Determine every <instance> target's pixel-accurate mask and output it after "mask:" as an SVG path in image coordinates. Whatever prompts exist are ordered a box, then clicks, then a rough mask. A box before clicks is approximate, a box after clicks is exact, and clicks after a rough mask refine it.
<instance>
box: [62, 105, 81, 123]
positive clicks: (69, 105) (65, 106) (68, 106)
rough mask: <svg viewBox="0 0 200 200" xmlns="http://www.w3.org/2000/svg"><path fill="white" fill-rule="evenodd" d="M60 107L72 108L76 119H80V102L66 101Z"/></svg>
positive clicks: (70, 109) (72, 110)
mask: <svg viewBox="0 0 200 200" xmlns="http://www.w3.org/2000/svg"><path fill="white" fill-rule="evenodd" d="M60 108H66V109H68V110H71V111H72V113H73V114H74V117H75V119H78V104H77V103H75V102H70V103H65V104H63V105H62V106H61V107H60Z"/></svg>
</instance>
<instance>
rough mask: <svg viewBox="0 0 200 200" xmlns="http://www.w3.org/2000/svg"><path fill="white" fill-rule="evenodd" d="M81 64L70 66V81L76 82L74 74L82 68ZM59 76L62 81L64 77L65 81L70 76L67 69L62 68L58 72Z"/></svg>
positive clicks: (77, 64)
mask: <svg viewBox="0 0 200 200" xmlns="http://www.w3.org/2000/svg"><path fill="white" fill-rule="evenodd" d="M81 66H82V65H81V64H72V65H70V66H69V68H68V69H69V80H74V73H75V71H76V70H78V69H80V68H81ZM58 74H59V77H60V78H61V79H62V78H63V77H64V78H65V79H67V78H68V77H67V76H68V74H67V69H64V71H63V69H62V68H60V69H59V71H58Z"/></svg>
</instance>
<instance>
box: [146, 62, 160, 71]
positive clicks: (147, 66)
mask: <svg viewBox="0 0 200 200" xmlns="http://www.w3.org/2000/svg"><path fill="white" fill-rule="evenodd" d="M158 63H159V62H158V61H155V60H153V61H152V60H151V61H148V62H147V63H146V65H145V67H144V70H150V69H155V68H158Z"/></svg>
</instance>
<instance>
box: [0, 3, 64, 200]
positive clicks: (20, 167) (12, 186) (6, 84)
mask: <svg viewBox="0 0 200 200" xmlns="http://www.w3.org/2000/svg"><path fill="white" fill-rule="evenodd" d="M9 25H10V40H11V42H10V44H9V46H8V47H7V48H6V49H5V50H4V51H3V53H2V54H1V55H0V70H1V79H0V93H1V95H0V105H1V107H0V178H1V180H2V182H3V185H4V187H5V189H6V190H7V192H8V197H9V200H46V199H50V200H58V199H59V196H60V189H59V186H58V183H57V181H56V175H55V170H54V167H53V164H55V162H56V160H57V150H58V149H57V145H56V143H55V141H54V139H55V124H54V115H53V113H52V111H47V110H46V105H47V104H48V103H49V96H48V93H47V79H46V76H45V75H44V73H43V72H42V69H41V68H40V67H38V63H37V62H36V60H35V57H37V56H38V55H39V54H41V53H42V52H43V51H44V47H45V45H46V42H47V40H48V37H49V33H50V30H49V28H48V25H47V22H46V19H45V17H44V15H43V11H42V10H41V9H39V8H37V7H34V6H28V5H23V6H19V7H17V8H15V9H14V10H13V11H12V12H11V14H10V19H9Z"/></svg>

## Exercise description
Write each line of the data down again exactly as it reads.

## Task output
Determine every <instance> target's pixel-accurate mask and output it after "mask:" as an SVG path in image coordinates. Whatever prompts exist are ordered a box, then clicks, then a rough mask. A box before clicks is approximate, a box after clicks is exact, and clicks after a rough mask refine it.
<instance>
box: [62, 105, 81, 123]
positive clicks: (69, 105) (65, 106) (68, 106)
rough mask: <svg viewBox="0 0 200 200" xmlns="http://www.w3.org/2000/svg"><path fill="white" fill-rule="evenodd" d="M60 107L72 108L76 119H80V102L66 101Z"/></svg>
positive clicks: (70, 109) (72, 110)
mask: <svg viewBox="0 0 200 200" xmlns="http://www.w3.org/2000/svg"><path fill="white" fill-rule="evenodd" d="M60 108H66V109H68V110H71V111H72V113H73V114H74V117H75V119H78V104H77V103H75V102H70V103H65V104H63V105H62V106H61V107H60Z"/></svg>
</instance>
<instance>
rough mask: <svg viewBox="0 0 200 200" xmlns="http://www.w3.org/2000/svg"><path fill="white" fill-rule="evenodd" d="M81 64L70 66V81L76 82L74 74L82 68ZM59 76L62 81L64 77L65 81L70 76L67 69L62 68L58 72Z"/></svg>
positive clicks: (77, 64)
mask: <svg viewBox="0 0 200 200" xmlns="http://www.w3.org/2000/svg"><path fill="white" fill-rule="evenodd" d="M81 66H82V65H81V64H72V65H70V66H69V68H68V69H69V80H74V73H75V71H76V70H78V69H80V68H81ZM58 74H59V77H60V78H61V79H62V78H63V77H64V78H65V79H67V78H68V77H67V76H68V74H67V69H64V71H63V69H62V68H60V69H59V71H58Z"/></svg>
</instance>
<instance>
box: [146, 62, 160, 71]
positive clicks: (147, 66)
mask: <svg viewBox="0 0 200 200" xmlns="http://www.w3.org/2000/svg"><path fill="white" fill-rule="evenodd" d="M158 63H159V62H158V61H155V60H153V61H152V60H151V61H148V62H147V63H146V65H145V67H144V70H150V69H155V68H158Z"/></svg>
</instance>
<instance>
box: [0, 3, 64, 200]
positive clicks: (20, 167) (12, 186) (6, 84)
mask: <svg viewBox="0 0 200 200" xmlns="http://www.w3.org/2000/svg"><path fill="white" fill-rule="evenodd" d="M9 25H10V40H11V42H10V44H9V46H8V47H7V48H6V49H5V50H4V51H3V53H2V54H1V55H0V70H1V79H0V93H1V95H0V105H1V107H0V178H1V180H2V182H3V185H4V187H5V189H6V190H7V192H8V197H9V200H46V199H50V200H58V199H59V196H60V189H59V186H58V183H57V181H56V175H55V170H54V167H53V164H55V162H56V160H57V150H58V149H57V145H56V143H55V141H54V139H55V124H54V115H53V113H52V111H47V110H46V105H47V104H48V103H49V96H48V93H47V79H46V76H45V75H44V73H43V72H42V69H41V68H40V67H38V63H37V62H36V60H35V57H37V56H38V55H39V54H41V53H42V52H43V51H44V47H45V45H46V42H47V40H48V37H49V33H50V30H49V28H48V25H47V22H46V19H45V17H44V15H43V11H42V10H41V9H39V8H37V7H34V6H28V5H23V6H19V7H17V8H15V9H14V10H13V11H12V12H11V14H10V19H9Z"/></svg>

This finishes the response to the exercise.